(Your tasks):
[A] Name each distinct user who heads a post in the forum thread about the Atlas Strong Shoulder jar, giving each name only once.
[B] Resume the forum thread about the Atlas Strong Shoulder jar from the point where it stops.

# atlas strong shoulder



## Trying not to break it (Jun 15, 2005)

hi everone,  this is a 1 pint atlas stroung shoulder pint.  lt aqua, base marked 1, A-B.  the lid also has atlas on it.  any information as to date or possible value would be appreciated.  thanks,  rhona


----------



## Andy4707 (Jun 15, 2005)

2002 Kovels bottle book, marks this jar as $1.00


----------



## Trying not to break it (Jun 18, 2005)

hi andy4707, thanks for the reply. is there any ideal on the date of this jar?   rhona


----------



## whiskeyman (Jun 19, 2005)

(Recorded information):
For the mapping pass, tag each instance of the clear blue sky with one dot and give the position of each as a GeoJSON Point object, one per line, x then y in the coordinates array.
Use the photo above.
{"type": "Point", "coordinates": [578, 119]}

(Solved problems):
[A]
Trying not to break it
Andy4707
whiskeyman

[B]
The Atlas E-Z Seal and Atlas Strong Shoulder jars: The Atlas E-Z Seal is a variation of the Lightning seal jar already described. The "Strong Shoulder" jar is a variation of the old shoulder seal mason jar. However, this jar sealed on a raised lip to help keep the jar from cracking - a common problem with shoulder seal jars. This concept led to the term "Strong Shoulder" as used by the Atlas company for their jars. The Hazel-Atlas Glass Company, makers of the E-Z Seal and Strong Shoulder jars, was in business from the late 1800s until 1964. These two jars date from the 1920s. The Hazel-Atlas company specialized in producing fruit jars....(credit goes  to Dave Hinson.)


----------



## Trying not to break it (Jun 19, 2005)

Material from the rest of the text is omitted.